## DATA FOR THIS EXERCISE
_____

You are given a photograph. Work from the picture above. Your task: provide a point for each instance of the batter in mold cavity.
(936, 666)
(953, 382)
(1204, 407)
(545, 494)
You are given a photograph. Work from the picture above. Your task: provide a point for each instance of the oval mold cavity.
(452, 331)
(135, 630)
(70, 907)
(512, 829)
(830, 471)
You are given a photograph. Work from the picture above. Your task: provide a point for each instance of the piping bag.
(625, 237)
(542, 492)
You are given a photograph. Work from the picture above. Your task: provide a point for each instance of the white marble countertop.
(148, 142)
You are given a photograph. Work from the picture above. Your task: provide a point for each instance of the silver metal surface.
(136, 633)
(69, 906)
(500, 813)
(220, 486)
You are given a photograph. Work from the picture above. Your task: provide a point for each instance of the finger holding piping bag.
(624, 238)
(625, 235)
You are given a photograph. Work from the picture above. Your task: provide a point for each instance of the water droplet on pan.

_____

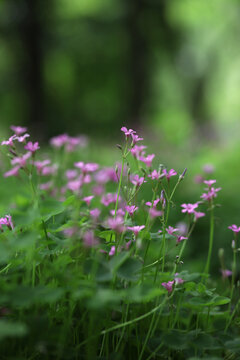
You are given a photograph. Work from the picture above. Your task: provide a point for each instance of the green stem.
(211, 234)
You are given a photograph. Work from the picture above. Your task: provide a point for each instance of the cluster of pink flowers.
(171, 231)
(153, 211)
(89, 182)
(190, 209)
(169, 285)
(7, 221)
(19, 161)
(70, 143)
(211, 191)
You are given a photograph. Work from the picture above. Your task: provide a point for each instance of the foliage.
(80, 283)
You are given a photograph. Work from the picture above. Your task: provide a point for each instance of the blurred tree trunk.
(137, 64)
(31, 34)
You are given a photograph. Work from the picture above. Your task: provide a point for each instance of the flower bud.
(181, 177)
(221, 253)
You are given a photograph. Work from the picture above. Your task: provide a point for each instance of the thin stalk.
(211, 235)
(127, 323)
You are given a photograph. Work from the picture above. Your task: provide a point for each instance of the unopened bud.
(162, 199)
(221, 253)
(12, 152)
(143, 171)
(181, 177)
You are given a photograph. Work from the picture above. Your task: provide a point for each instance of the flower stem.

_____

## GIVEN REQUEST
From the listing above, pick out each line that contains the string "cavity", matching case exactly.

## SOLUTION TO THIS TASK
You are given a photograph. Work from the picture above. Your task: provide a point for each instance of the batter in mold cavity.
You are given a photograph. Work from the picture above. Your task: provide a point for each instance of the oval mold cavity.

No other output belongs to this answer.